Each state has its set of employment laws for workers’ compensation besides the federal government statutes. Workers’ compensation is a mandatory insurance policy for U.S employers and it’s meant to benefit victims of workplace injuries or illnesses. The policy is a disability program providing cash and healthcare benefits, or both to workers.
Employers in all states (excluding Texas) must maintain a worker’s compensation policy which is handled by individual states. The applicable benefits can vary by state and that’s why you should consult an employment attorney in California USA if you’re a victim of workplace injuries or illnesses.
Eligibility for Workers’ Compensation
All workers are eligible for workers’ compensation in the U.S except crewmembers and railroad workers (interstate). However, eligibility depends on the status of employment; t employees are covered by employers while independent contractors buy their policies.
The federal law allows the two ineligible groups of workers (crewmembers and interstate railroad employees) to sue their respective employers for work-related injuries instead of receiving workers’ compensation.
Employees vs. Independent Contractors
Employees work for a person or company and they’re expected to be loyal to one employer. The features of an employee include:
- Employees take orders from their employers;
- They must perform the core business of the employer;
- Employees use employer’s tools
- Employer-employee relationships are typically long-term;
- The employer deducts tax from employees’ wages.

§ EXTRACTED ENTRIES
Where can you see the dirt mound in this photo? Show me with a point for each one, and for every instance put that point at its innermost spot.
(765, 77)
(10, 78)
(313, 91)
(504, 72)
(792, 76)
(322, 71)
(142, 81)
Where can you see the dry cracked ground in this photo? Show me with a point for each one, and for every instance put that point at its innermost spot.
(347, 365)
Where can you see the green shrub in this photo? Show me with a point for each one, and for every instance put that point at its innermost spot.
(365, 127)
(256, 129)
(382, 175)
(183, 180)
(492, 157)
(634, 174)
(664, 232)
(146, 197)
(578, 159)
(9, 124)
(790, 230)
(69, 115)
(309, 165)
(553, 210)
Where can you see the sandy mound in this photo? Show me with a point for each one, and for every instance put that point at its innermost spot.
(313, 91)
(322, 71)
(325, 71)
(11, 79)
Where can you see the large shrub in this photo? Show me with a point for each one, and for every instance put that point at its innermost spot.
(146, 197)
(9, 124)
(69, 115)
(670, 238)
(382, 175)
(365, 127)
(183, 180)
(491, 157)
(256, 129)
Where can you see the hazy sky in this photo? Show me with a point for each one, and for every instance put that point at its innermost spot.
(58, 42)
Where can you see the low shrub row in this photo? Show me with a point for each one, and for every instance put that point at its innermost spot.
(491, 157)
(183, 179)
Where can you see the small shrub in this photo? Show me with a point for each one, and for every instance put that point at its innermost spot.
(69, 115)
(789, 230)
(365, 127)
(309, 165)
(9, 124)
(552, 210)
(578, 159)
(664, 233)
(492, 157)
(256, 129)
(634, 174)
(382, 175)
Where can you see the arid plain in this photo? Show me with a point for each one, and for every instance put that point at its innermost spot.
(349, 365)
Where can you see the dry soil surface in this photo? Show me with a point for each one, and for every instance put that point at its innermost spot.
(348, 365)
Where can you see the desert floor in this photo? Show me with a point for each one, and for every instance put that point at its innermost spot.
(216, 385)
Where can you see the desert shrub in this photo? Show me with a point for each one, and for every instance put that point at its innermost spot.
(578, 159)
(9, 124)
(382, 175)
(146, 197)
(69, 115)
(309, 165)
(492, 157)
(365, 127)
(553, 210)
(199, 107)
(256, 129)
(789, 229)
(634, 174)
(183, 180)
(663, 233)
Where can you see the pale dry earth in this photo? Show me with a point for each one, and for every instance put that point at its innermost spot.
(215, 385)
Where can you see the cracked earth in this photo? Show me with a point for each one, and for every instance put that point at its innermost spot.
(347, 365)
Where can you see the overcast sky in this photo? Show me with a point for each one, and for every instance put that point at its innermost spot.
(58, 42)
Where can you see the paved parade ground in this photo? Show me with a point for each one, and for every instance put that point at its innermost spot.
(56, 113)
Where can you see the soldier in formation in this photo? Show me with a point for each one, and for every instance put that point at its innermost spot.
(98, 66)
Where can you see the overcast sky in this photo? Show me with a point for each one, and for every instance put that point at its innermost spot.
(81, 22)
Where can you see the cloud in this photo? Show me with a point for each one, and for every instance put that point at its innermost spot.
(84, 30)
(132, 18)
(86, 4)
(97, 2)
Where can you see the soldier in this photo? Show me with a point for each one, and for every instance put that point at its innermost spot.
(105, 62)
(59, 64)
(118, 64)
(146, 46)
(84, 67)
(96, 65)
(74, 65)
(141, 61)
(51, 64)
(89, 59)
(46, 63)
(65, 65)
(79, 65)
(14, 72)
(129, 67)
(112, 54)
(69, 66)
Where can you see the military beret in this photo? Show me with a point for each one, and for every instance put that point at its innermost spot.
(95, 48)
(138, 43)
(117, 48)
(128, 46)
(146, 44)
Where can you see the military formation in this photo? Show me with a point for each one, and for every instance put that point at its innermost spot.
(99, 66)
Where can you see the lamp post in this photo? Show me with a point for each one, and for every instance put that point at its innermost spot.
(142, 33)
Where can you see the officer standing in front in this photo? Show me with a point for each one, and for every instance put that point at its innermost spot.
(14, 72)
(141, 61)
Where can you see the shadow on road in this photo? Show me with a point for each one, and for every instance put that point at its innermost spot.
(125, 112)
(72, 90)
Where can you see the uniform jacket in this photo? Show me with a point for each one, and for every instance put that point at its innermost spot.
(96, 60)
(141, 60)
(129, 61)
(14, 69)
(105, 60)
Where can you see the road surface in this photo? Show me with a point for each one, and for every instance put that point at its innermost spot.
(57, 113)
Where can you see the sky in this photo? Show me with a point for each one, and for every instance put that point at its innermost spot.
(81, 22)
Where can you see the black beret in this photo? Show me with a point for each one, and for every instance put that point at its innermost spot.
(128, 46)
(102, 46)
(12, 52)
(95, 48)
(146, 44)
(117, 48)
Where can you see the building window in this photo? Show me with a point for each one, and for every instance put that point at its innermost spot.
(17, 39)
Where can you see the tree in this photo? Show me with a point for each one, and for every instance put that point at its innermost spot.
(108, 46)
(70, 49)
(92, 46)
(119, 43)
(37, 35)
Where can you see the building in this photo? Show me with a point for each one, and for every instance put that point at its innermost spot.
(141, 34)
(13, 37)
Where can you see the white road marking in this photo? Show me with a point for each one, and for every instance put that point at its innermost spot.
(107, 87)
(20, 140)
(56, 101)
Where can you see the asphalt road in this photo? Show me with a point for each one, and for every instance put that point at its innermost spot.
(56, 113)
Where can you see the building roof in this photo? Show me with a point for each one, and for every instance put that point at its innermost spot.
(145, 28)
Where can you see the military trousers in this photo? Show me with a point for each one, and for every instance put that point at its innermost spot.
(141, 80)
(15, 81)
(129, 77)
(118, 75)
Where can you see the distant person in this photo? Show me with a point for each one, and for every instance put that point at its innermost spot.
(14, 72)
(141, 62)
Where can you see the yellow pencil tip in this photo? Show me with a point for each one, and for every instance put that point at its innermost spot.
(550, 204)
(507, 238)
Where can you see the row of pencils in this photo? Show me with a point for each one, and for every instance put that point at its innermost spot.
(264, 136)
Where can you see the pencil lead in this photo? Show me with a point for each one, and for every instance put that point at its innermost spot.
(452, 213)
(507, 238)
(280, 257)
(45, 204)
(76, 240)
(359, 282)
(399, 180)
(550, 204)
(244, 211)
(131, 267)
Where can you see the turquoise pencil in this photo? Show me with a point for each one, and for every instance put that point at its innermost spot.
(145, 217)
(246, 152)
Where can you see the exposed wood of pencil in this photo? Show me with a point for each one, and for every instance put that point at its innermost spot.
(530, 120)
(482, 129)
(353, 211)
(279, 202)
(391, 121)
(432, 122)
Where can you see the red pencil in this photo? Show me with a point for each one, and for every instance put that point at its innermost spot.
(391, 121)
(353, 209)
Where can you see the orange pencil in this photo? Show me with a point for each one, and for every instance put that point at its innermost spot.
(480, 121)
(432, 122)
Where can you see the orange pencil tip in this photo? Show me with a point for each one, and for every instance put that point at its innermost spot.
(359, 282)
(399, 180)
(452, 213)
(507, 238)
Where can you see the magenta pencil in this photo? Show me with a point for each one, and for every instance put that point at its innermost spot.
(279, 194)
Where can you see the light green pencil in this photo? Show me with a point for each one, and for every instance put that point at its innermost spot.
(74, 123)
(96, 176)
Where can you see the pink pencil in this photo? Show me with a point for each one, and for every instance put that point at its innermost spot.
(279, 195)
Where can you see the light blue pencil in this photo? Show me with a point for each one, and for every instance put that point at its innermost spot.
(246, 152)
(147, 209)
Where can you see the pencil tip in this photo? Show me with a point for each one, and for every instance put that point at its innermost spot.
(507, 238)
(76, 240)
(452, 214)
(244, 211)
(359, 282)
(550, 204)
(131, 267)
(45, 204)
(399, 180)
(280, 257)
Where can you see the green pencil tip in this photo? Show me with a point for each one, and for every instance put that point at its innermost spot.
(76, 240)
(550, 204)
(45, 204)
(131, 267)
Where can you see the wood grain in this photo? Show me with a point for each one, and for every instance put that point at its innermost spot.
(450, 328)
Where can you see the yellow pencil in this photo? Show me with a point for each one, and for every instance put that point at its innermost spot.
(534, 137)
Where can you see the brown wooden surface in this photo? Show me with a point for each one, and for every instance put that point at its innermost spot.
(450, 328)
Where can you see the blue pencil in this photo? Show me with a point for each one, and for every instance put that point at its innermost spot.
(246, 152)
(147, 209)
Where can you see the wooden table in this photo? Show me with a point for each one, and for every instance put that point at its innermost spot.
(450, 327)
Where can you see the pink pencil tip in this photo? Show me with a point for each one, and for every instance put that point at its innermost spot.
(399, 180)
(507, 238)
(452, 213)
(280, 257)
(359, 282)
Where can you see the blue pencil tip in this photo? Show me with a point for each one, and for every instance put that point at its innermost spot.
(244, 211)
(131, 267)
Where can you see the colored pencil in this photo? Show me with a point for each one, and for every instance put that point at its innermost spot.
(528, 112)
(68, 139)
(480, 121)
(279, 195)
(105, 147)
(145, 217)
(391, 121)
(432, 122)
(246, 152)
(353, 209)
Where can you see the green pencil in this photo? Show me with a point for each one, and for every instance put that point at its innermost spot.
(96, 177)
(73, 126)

§ ACTIONS TO TAKE
**1)** List every feature of an employee that the workers' compensation text gives.
**2)** Echo everything in the workers' compensation text from "Each state has" down to "both to workers.".
The rows play no part in these tasks.

§ RESULTS IN ORDER
**1)**
- Employees take orders from their employers.
- They must perform the core business of the employer.
- Employees use the employer's tools.
- Employer-employee relationships are typically long-term.
- The employer deducts tax from employees' wages.

**2)**
Each state has its set of employment laws for workers’ compensation besides the federal government statutes. Workers’ compensation is a mandatory insurance policy for U.S employers and it’s meant to benefit victims of workplace injuries or illnesses. The policy is a disability program providing cash and healthcare benefits, or both to workers.